As for GOP stalwarts normally supportive of efforts restricting abortion, the reception to the Court’s refusal to intervene in the Jackson case has been lukewarm.
The absence of exceptions for rape or incest in the Heartbeat Act makes the act low-hanging fruit for a left-wing frontal assault.
And both Democrats and centrist Republicans are expressing ambivalence about the prospect of deputizing citizens to enforce a law ordinarily left to the purview of the state law enforcement.
Citizen deputization on an issue that has so harshly divided a nation for 50 years—particularly on the cusp of midterm elections and the Supreme Court considering another important abortion case out of Mississippi—is fraught with problematic possibilities.
For example, states like California have proven they are already all too happy to infringe on the constitutional right to free exercise. Knowing that all signs point to continued Democratic leadership in that state (contra Texas), it wouldn’t take much for legislators to use a bill like the Heartbeat Act with a citizen enforcement component, as a model for passing similar bills challenging other constitutional freedoms – whether or not such a bill ultimately survives a legal challenge.
A “whistleblower” website that encourages reporting by individuals with knowledge of prohibited abortions that violate the Heartbeat Act has already been taken down by two different platform providers, proving that, if nothing else, the Left (and its Big Tech bed fellows) will use its influence and income in any possible way to mute the impact of the Texas law.
But perhaps the biggest question remains unanswered: Will the Heartbeat Law survive constitutional scrutiny?
As any honest reader of the Supreme Court’s brief opinion will tell you, the U.S. Supreme Court assiduously avoided the underlying constitutional issues with the Texas law, going so far as to say that their denial of the emergency petition offered “no conclusion about the constitutionality of Texas’s law,” despite Justice Sonia Sotomayor’s passionate dissent that the Court should have immediately intervened given the law’s seeming unconstitutionality.
Defendants in private enforcement actions can always raise the act’s unconstitutionality as a defense to claims of its violation.
But in the short term, even the threat of private enforcement might have a “chilling” effect and prevent the exercise of a right the Supreme Court has recognized (no matter how strained its reasoning) for the past 50 years.
As written, the act is patently in conflict with the Supreme Court’s current jurisprudence on abortion, including Roe v. Wade and Planned Parenthood v. Casey.
In the short term, it’s unlikely other states will apply the Texas model, fearing that with the midterms looming, further threats to abortion are likely to enflame the Left if they see their sacred cow looking more and more like a sacrificial lamb.

What is needed:
Can you quote the part of the abortion law commentary between "As for GOP stalwarts" and "left-wing frontal assault.", inclusive? The data that comes next is separate material with no connection to the abortion law commentary.

Referring expression data:
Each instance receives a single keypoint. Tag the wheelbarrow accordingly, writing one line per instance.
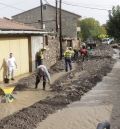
(8, 93)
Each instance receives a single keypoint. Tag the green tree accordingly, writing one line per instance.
(90, 28)
(113, 24)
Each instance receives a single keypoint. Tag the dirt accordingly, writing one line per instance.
(70, 88)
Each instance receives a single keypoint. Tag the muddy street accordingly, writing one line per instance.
(98, 105)
(70, 87)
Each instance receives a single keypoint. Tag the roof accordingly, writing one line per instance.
(8, 24)
(65, 11)
(50, 6)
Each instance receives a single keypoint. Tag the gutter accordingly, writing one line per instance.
(23, 32)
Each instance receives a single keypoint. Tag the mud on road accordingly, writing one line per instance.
(70, 88)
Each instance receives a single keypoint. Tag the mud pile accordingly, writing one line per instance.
(70, 88)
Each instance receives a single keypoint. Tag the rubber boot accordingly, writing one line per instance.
(44, 84)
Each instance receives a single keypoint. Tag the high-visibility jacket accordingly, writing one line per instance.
(72, 52)
(41, 55)
(67, 54)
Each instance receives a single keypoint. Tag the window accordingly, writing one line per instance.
(44, 7)
(46, 40)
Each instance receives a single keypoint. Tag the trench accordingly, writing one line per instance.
(98, 105)
(70, 88)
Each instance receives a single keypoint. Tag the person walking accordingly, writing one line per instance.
(84, 53)
(42, 72)
(40, 57)
(67, 57)
(11, 63)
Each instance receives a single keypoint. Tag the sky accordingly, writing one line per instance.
(97, 9)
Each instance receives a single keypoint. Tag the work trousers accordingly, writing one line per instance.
(11, 72)
(68, 64)
(38, 78)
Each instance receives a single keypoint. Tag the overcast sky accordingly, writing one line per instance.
(81, 7)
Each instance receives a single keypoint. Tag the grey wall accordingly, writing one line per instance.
(31, 17)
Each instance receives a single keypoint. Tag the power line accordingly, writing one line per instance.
(47, 2)
(7, 5)
(85, 6)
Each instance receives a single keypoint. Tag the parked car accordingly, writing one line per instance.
(107, 40)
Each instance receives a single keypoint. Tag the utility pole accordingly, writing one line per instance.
(60, 35)
(41, 14)
(56, 16)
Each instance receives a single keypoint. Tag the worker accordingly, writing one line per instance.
(11, 63)
(67, 57)
(72, 53)
(83, 52)
(39, 57)
(42, 72)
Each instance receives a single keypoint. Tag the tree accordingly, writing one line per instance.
(90, 28)
(113, 24)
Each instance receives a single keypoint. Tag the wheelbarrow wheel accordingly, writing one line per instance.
(104, 125)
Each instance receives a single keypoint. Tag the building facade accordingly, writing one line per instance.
(33, 17)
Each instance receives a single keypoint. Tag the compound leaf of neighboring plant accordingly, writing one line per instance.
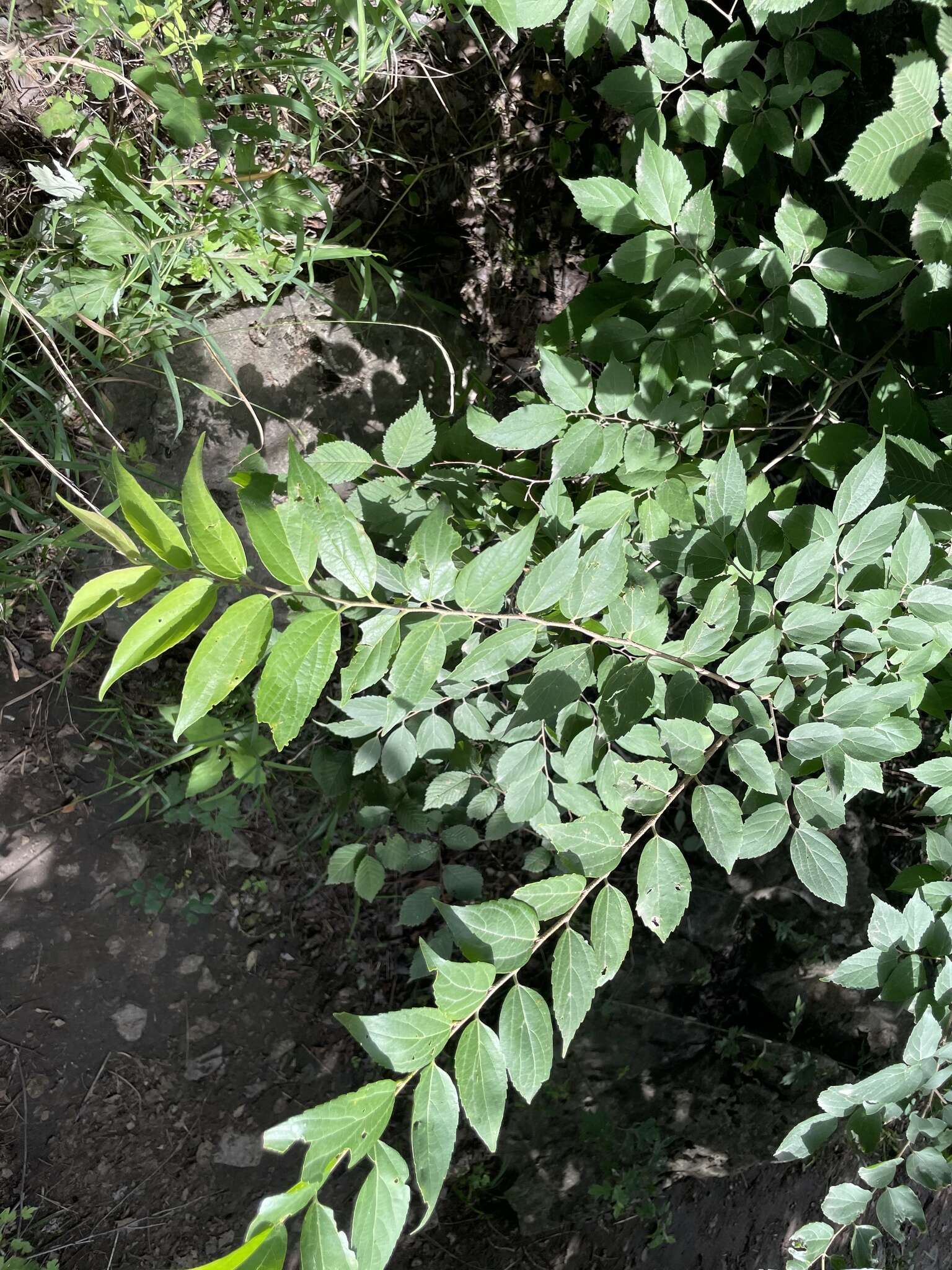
(170, 620)
(229, 652)
(149, 521)
(214, 540)
(298, 668)
(409, 438)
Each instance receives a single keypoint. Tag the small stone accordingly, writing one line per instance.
(130, 1020)
(238, 1150)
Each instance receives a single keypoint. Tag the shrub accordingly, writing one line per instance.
(701, 572)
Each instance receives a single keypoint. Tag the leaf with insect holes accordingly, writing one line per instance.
(664, 887)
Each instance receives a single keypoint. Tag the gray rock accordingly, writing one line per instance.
(130, 1020)
(302, 374)
(238, 1150)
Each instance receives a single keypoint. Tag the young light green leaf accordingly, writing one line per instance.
(436, 1116)
(482, 586)
(409, 438)
(574, 982)
(170, 620)
(149, 521)
(380, 1209)
(298, 668)
(100, 593)
(664, 887)
(482, 1080)
(819, 865)
(612, 923)
(861, 486)
(104, 528)
(229, 653)
(214, 540)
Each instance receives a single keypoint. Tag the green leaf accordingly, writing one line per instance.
(663, 184)
(716, 814)
(100, 593)
(323, 1245)
(664, 887)
(501, 931)
(886, 151)
(599, 578)
(565, 380)
(932, 223)
(726, 493)
(592, 845)
(149, 521)
(284, 536)
(607, 203)
(644, 258)
(547, 582)
(912, 553)
(551, 897)
(436, 1116)
(403, 1039)
(526, 1039)
(170, 620)
(861, 486)
(380, 1209)
(482, 1080)
(819, 865)
(527, 429)
(352, 1123)
(409, 438)
(104, 528)
(482, 586)
(612, 925)
(804, 572)
(845, 1203)
(214, 540)
(808, 304)
(338, 461)
(574, 982)
(419, 660)
(345, 548)
(494, 655)
(748, 761)
(296, 672)
(460, 987)
(229, 653)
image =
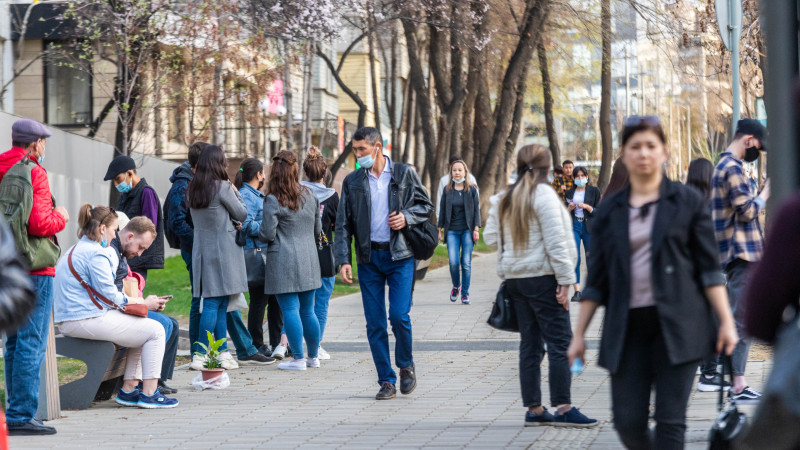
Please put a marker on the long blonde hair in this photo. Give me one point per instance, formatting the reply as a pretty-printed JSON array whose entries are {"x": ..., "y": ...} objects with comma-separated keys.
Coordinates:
[
  {"x": 516, "y": 205},
  {"x": 452, "y": 184}
]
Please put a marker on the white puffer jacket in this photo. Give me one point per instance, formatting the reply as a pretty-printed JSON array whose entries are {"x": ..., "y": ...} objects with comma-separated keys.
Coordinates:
[{"x": 551, "y": 244}]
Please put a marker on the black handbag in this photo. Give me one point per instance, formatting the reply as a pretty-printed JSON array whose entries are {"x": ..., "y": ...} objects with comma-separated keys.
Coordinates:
[
  {"x": 730, "y": 423},
  {"x": 327, "y": 266}
]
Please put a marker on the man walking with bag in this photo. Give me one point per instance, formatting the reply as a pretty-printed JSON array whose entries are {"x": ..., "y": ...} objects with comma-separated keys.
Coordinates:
[{"x": 379, "y": 201}]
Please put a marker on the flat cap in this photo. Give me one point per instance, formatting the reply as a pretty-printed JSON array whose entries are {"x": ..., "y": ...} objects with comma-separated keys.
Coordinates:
[
  {"x": 27, "y": 131},
  {"x": 118, "y": 165}
]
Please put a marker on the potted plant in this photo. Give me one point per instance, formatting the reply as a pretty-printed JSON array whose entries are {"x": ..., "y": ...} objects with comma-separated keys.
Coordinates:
[{"x": 211, "y": 368}]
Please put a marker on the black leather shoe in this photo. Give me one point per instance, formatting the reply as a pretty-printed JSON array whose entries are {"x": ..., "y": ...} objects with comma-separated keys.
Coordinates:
[
  {"x": 408, "y": 380},
  {"x": 387, "y": 392},
  {"x": 32, "y": 428}
]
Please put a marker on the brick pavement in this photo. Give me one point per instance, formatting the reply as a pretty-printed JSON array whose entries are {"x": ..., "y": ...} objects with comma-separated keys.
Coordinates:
[{"x": 468, "y": 393}]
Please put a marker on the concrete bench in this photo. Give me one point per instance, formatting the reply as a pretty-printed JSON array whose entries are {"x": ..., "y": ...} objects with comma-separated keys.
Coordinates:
[{"x": 105, "y": 367}]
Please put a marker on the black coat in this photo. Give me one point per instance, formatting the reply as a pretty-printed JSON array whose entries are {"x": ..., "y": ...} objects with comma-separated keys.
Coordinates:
[
  {"x": 684, "y": 262},
  {"x": 472, "y": 209}
]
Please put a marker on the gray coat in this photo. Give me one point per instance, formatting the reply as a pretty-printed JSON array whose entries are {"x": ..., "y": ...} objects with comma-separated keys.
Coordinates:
[
  {"x": 292, "y": 259},
  {"x": 217, "y": 262}
]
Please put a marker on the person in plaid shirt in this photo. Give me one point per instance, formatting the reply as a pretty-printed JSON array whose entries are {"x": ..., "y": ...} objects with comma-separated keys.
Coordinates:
[
  {"x": 735, "y": 212},
  {"x": 564, "y": 182}
]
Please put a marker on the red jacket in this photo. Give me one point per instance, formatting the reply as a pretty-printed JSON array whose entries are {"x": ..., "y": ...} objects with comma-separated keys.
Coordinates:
[{"x": 43, "y": 220}]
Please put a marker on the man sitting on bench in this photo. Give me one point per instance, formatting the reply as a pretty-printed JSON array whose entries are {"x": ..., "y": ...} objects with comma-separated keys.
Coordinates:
[{"x": 134, "y": 237}]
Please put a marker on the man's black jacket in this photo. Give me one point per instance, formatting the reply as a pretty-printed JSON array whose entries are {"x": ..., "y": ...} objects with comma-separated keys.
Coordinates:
[{"x": 406, "y": 194}]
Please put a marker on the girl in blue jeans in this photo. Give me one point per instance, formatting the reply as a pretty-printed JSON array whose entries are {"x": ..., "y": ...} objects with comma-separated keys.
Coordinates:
[{"x": 459, "y": 220}]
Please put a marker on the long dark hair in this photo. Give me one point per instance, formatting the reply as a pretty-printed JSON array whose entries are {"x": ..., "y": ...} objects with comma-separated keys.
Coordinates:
[
  {"x": 248, "y": 170},
  {"x": 211, "y": 167},
  {"x": 699, "y": 176},
  {"x": 283, "y": 182}
]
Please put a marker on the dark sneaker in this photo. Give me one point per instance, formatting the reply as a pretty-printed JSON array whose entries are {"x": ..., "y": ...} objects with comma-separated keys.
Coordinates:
[
  {"x": 408, "y": 380},
  {"x": 454, "y": 294},
  {"x": 573, "y": 418},
  {"x": 32, "y": 428},
  {"x": 128, "y": 398},
  {"x": 157, "y": 400},
  {"x": 256, "y": 359},
  {"x": 712, "y": 384},
  {"x": 537, "y": 420},
  {"x": 387, "y": 392},
  {"x": 746, "y": 397}
]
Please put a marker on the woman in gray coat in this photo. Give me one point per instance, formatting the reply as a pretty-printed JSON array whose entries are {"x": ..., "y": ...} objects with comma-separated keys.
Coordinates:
[
  {"x": 217, "y": 261},
  {"x": 291, "y": 225}
]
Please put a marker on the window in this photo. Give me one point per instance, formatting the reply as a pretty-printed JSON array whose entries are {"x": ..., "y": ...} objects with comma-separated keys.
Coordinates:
[{"x": 68, "y": 89}]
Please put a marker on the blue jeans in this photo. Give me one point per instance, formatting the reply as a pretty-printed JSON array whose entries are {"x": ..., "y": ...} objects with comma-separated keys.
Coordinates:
[
  {"x": 213, "y": 319},
  {"x": 300, "y": 322},
  {"x": 24, "y": 354},
  {"x": 459, "y": 249},
  {"x": 373, "y": 278},
  {"x": 241, "y": 338},
  {"x": 581, "y": 233},
  {"x": 322, "y": 297}
]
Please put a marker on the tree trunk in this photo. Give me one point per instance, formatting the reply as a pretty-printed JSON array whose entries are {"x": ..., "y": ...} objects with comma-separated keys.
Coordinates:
[
  {"x": 605, "y": 96},
  {"x": 547, "y": 93}
]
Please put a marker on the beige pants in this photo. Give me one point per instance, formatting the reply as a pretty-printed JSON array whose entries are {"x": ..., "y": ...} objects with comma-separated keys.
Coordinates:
[{"x": 143, "y": 337}]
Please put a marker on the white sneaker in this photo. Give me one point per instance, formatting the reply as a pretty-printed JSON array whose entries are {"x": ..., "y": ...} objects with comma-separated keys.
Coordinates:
[
  {"x": 227, "y": 362},
  {"x": 198, "y": 362},
  {"x": 294, "y": 365},
  {"x": 280, "y": 352}
]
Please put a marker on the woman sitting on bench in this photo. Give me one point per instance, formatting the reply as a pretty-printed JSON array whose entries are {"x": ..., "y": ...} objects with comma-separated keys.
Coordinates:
[{"x": 88, "y": 305}]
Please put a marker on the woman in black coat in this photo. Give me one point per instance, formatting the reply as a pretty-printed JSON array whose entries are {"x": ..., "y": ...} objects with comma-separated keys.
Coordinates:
[
  {"x": 656, "y": 269},
  {"x": 581, "y": 201}
]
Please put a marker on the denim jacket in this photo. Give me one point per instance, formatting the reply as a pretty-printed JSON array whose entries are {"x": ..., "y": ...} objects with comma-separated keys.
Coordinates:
[{"x": 254, "y": 200}]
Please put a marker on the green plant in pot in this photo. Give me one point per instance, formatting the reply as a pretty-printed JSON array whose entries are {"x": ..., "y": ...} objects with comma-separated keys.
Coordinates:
[{"x": 212, "y": 367}]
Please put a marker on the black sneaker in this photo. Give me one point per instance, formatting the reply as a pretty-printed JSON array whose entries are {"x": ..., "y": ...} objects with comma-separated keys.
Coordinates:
[
  {"x": 573, "y": 418},
  {"x": 256, "y": 359},
  {"x": 387, "y": 392},
  {"x": 537, "y": 420},
  {"x": 712, "y": 384},
  {"x": 746, "y": 397},
  {"x": 408, "y": 380}
]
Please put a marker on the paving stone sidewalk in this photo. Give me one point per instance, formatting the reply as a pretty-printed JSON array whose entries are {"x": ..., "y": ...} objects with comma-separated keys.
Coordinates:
[{"x": 468, "y": 393}]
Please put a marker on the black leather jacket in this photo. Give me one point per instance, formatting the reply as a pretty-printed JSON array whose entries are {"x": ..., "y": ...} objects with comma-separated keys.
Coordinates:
[{"x": 406, "y": 194}]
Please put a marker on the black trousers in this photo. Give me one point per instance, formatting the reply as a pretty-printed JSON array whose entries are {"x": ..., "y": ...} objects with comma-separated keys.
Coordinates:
[
  {"x": 645, "y": 363},
  {"x": 541, "y": 319},
  {"x": 259, "y": 303}
]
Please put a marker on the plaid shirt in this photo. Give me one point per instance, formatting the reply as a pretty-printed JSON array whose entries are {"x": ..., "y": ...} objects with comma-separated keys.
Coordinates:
[
  {"x": 735, "y": 212},
  {"x": 567, "y": 182}
]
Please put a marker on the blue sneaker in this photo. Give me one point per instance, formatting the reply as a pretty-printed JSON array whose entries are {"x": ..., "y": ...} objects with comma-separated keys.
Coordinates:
[
  {"x": 157, "y": 400},
  {"x": 574, "y": 418},
  {"x": 537, "y": 420},
  {"x": 128, "y": 398}
]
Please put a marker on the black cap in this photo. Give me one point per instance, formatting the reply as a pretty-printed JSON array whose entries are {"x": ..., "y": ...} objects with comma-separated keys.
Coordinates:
[
  {"x": 118, "y": 165},
  {"x": 754, "y": 127}
]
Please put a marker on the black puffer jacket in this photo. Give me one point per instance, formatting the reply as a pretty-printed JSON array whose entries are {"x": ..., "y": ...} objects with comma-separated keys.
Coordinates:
[{"x": 406, "y": 194}]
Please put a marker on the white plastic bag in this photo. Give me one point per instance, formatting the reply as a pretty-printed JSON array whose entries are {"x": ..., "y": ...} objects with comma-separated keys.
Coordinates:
[{"x": 220, "y": 382}]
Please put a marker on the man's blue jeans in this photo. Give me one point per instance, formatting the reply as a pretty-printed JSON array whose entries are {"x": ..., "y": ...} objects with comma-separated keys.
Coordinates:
[
  {"x": 373, "y": 278},
  {"x": 241, "y": 338},
  {"x": 24, "y": 354},
  {"x": 459, "y": 250},
  {"x": 300, "y": 321}
]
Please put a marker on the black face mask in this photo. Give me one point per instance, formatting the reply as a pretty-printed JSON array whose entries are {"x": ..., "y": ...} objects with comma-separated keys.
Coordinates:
[{"x": 751, "y": 154}]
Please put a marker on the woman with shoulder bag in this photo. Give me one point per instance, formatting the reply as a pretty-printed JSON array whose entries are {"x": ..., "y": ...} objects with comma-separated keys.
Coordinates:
[
  {"x": 82, "y": 312},
  {"x": 290, "y": 226},
  {"x": 655, "y": 267},
  {"x": 536, "y": 258},
  {"x": 249, "y": 181}
]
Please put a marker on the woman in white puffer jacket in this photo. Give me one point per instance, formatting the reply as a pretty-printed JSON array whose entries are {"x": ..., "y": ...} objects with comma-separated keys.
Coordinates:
[{"x": 532, "y": 231}]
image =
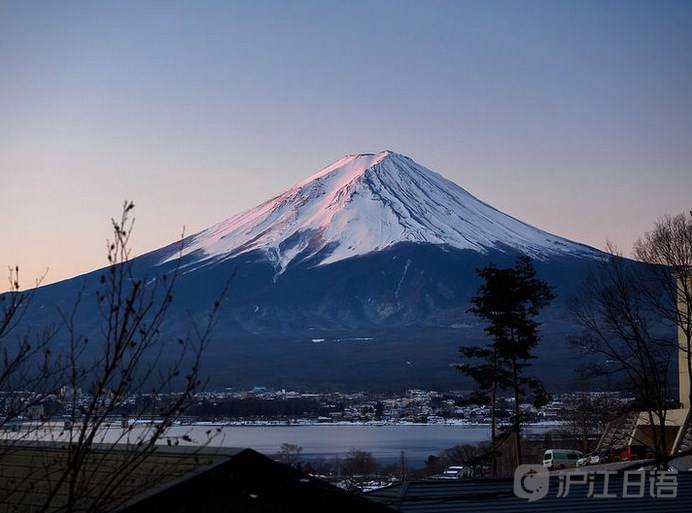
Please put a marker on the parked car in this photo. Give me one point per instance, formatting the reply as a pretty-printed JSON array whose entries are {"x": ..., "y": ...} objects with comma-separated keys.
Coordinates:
[{"x": 556, "y": 459}]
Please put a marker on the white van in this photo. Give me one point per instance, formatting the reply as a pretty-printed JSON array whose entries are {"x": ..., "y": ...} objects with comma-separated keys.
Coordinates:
[{"x": 556, "y": 459}]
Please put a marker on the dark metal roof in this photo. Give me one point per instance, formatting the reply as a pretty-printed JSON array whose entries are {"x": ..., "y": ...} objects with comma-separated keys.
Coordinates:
[{"x": 471, "y": 495}]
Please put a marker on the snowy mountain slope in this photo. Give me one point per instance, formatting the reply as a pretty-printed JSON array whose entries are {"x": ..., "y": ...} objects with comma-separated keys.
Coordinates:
[{"x": 365, "y": 203}]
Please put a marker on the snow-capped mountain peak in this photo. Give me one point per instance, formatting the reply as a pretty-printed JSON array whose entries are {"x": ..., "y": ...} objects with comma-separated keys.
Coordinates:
[{"x": 365, "y": 203}]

Task result:
As for GOP stalwarts normally supportive of efforts restricting abortion, the reception to the Court’s refusal to intervene in the Jackson case has been lukewarm.
The absence of exceptions for rape or incest in the Heartbeat Act makes the act low-hanging fruit for a left-wing frontal assault.